[Natural language region descriptions]
Segment Open

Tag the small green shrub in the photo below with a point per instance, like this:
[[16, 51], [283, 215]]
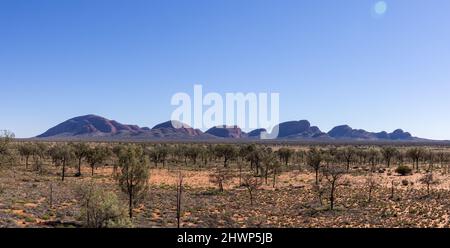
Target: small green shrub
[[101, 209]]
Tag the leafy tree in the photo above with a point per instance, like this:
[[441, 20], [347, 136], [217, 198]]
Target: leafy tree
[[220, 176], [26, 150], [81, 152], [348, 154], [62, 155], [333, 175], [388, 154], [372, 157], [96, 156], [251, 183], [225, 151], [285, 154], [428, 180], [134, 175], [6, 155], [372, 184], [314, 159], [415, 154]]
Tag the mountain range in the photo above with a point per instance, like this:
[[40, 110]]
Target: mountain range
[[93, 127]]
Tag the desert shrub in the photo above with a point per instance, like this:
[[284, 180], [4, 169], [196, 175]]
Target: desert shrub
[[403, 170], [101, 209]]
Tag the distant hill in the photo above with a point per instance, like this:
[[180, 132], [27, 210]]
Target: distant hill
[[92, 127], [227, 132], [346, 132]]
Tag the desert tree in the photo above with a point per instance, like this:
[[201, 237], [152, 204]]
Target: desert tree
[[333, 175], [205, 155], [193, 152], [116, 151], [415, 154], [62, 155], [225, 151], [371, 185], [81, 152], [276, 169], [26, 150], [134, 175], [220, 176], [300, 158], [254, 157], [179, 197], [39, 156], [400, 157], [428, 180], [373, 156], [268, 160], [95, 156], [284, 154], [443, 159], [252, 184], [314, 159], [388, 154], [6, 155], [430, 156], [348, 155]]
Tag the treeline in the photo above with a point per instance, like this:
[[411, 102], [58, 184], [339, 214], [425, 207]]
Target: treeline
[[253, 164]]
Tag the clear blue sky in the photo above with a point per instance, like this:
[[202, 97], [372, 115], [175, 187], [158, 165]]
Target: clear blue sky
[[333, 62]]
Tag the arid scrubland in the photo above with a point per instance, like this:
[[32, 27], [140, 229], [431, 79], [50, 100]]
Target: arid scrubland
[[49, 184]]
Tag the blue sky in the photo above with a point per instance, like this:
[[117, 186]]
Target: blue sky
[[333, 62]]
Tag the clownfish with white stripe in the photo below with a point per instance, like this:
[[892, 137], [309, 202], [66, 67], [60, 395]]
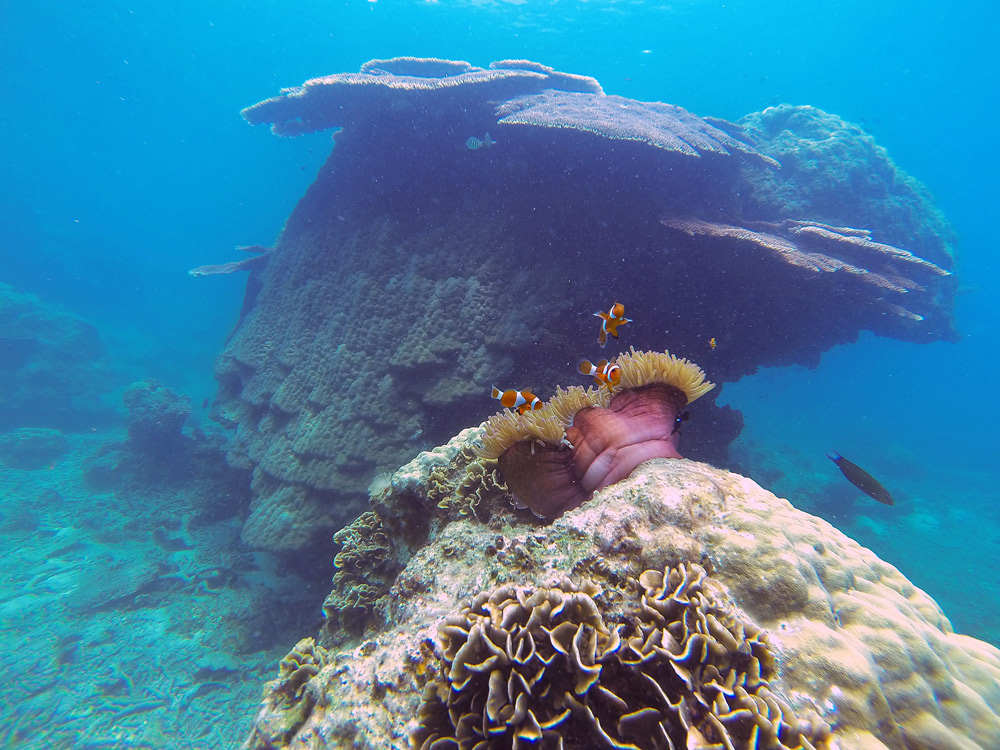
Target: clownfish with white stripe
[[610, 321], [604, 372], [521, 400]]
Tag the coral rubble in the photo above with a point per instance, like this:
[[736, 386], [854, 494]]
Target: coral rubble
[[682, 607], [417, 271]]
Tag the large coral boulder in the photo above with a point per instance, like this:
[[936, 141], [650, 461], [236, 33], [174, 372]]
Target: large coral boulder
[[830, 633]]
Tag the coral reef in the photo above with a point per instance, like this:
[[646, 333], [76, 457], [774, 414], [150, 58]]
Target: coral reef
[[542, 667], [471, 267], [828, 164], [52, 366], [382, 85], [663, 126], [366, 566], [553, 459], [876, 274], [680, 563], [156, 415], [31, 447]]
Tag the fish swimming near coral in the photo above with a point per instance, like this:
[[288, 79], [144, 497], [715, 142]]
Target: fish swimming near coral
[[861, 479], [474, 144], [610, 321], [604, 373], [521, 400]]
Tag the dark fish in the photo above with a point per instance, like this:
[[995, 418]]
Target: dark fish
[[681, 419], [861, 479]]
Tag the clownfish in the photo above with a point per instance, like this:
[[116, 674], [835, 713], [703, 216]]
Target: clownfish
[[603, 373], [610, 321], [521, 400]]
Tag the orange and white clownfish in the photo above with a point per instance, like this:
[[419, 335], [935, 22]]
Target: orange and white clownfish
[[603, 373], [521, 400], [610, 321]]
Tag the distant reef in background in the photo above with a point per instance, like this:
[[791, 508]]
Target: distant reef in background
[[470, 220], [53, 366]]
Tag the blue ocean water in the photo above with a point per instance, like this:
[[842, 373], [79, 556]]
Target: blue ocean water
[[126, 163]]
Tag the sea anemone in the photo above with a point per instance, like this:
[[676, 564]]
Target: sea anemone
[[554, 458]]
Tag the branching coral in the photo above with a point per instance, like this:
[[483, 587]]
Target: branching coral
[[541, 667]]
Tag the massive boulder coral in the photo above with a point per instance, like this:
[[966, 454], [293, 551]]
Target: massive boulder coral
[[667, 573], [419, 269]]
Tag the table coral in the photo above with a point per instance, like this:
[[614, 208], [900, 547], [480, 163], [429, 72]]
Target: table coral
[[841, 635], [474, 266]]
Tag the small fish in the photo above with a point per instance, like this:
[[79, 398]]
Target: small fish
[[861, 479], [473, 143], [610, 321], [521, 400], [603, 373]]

Segment Closed
Segment Open

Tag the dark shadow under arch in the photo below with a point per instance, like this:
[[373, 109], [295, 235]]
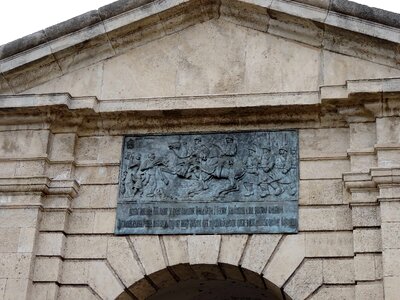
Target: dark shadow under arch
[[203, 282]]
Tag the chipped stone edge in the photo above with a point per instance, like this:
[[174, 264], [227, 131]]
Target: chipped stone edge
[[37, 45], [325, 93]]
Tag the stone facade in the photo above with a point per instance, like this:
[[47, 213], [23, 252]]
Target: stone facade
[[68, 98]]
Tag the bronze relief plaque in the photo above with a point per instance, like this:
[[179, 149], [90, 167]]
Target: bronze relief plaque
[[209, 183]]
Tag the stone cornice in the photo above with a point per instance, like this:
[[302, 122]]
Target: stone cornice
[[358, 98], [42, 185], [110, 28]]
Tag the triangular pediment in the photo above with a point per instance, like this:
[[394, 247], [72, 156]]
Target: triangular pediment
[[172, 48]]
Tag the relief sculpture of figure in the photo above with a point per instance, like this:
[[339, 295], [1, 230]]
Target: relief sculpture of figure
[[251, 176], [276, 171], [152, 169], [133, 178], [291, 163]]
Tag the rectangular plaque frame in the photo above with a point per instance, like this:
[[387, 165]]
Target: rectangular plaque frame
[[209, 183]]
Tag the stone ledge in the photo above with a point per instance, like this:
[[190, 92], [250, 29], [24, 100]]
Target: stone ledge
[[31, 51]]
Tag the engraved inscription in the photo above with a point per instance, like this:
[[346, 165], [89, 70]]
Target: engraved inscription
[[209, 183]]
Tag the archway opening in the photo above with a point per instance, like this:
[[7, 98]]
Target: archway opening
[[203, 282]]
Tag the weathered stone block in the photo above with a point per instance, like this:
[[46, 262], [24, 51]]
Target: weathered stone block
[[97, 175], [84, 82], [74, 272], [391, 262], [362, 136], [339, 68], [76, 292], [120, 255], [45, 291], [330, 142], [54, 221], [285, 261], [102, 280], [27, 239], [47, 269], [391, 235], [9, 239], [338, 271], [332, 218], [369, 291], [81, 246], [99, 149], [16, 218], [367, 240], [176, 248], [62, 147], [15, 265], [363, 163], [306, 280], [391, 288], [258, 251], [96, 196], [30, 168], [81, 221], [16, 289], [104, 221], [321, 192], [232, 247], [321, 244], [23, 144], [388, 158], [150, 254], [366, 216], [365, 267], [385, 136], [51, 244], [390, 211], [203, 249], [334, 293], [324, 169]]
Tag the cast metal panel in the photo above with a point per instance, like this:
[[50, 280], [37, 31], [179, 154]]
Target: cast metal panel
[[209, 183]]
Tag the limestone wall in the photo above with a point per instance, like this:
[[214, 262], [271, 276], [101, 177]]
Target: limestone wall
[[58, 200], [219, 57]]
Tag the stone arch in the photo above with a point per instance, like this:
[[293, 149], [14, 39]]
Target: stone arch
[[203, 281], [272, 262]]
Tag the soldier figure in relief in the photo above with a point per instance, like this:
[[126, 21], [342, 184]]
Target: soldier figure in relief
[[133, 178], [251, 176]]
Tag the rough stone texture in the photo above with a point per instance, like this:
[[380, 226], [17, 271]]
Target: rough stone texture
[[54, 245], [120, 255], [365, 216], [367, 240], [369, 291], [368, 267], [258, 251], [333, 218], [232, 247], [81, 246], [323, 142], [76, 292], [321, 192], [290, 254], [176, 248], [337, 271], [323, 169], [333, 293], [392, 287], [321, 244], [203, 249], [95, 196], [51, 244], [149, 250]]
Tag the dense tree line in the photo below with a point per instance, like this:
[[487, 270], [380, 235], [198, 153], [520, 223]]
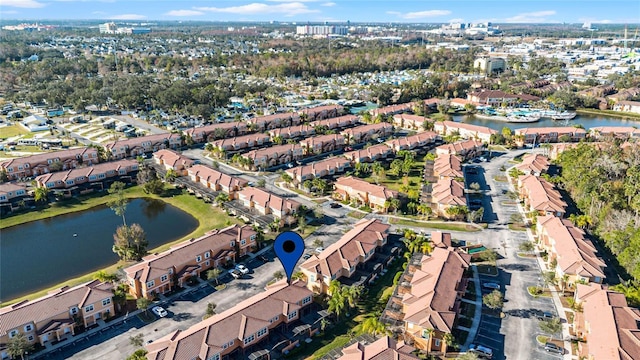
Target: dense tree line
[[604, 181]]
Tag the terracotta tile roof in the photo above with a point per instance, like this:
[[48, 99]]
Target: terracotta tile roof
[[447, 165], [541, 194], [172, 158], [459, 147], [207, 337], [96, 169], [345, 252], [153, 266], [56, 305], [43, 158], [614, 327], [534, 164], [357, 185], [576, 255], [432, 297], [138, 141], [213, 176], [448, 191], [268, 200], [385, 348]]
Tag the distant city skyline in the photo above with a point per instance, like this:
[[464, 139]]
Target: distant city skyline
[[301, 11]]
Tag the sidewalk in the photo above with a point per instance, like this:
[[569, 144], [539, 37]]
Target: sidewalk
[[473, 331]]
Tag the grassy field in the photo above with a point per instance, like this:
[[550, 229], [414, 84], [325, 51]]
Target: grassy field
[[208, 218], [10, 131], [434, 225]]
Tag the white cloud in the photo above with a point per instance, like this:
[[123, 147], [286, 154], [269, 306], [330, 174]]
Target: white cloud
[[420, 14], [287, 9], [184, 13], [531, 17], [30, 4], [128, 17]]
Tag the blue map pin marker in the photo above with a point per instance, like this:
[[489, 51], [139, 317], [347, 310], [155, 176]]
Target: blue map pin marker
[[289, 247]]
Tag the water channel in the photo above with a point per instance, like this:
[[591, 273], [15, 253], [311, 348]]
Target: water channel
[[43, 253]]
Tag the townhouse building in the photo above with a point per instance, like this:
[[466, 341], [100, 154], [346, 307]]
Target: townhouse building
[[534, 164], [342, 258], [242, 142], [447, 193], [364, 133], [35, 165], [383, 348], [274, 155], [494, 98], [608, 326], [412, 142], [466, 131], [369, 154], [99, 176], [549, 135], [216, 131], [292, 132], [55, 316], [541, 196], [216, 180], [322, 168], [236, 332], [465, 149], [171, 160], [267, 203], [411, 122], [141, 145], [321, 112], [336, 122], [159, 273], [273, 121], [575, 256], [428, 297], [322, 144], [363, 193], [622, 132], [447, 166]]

Segment Closed

### TASK ITEM
Locate and copy each line in the data above that includes the word "below".

### SOLUTION
Tag the small green shrub in the photo below with a point per instance, like this:
Tag the clownfish with white stripe in the photo below with a point per instance, like this:
Tag the dark shadow under arch in the photo below with a point per instance, like this:
Tag the dense tree line in the photo below with a point per instance, like this:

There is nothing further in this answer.